→ WHAT YOU WILL DO:
Would it be possible to quote, exactly and in full, the lines from the one with "Expected: one point per instance of the woman" through the end of the entries below?

→ GIVEN INFORMATION:
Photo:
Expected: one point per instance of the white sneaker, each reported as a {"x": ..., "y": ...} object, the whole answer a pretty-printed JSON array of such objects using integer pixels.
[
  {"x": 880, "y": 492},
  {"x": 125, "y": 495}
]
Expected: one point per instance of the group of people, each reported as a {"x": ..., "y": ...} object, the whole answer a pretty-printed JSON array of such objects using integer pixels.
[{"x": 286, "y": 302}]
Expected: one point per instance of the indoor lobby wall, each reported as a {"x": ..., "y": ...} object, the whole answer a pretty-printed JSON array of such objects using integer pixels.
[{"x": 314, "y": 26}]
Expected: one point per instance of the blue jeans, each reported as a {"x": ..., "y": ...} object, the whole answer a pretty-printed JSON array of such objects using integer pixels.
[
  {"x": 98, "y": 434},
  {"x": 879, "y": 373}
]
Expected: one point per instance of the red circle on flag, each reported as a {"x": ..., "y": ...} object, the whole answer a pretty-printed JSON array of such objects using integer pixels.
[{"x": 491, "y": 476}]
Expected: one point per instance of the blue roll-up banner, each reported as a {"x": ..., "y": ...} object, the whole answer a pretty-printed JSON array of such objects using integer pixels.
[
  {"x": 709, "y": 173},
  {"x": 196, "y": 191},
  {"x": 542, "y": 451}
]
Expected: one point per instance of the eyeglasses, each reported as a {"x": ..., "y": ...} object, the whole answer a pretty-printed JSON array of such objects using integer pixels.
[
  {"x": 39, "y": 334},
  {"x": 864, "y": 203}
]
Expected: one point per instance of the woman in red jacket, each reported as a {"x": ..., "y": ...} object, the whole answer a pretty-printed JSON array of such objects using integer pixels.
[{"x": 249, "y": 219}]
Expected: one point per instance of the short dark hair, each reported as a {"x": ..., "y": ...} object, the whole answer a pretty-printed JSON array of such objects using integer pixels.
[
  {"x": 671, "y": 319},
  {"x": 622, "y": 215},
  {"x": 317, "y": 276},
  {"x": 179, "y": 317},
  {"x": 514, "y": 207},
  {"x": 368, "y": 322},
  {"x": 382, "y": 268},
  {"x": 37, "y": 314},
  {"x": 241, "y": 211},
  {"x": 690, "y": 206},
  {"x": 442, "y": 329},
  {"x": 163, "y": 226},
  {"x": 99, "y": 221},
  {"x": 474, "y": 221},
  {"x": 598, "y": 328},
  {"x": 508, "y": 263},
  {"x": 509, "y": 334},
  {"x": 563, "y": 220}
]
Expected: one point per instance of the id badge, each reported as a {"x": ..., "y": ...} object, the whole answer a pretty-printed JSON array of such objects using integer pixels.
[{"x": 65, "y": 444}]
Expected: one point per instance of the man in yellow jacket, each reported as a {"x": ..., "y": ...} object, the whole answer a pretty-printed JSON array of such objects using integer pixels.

→ WRITTEN ANSWER:
Expected: one point per instance of the woman in red jacket, each reported as a {"x": ..., "y": ...} object, the whole answer a pretty-printed JSON array of such objects using integer pixels.
[{"x": 249, "y": 219}]
Expected: one point per instance of the short dark hair, each reported as a {"x": ..., "y": ...} object, the whole answer a pretty-printed JSON array of such objects using integer pixels.
[
  {"x": 671, "y": 319},
  {"x": 622, "y": 215},
  {"x": 317, "y": 276},
  {"x": 179, "y": 317},
  {"x": 514, "y": 207},
  {"x": 368, "y": 322},
  {"x": 382, "y": 268},
  {"x": 37, "y": 314},
  {"x": 241, "y": 211},
  {"x": 690, "y": 206},
  {"x": 442, "y": 329},
  {"x": 163, "y": 226},
  {"x": 99, "y": 221},
  {"x": 474, "y": 221},
  {"x": 598, "y": 328},
  {"x": 508, "y": 263},
  {"x": 509, "y": 334},
  {"x": 563, "y": 220}
]
Expected: one point per instance of the id badge, each reported as a {"x": ..., "y": ...} object, the whole answer a pretty-printed JSON array of such objects using integer pixels.
[{"x": 65, "y": 444}]
Expected: one point per instance of the man in yellow jacket, each reported as a {"x": ..., "y": ...} object, the whole answer a pretty-printed JSON array of such objects using integer pixels.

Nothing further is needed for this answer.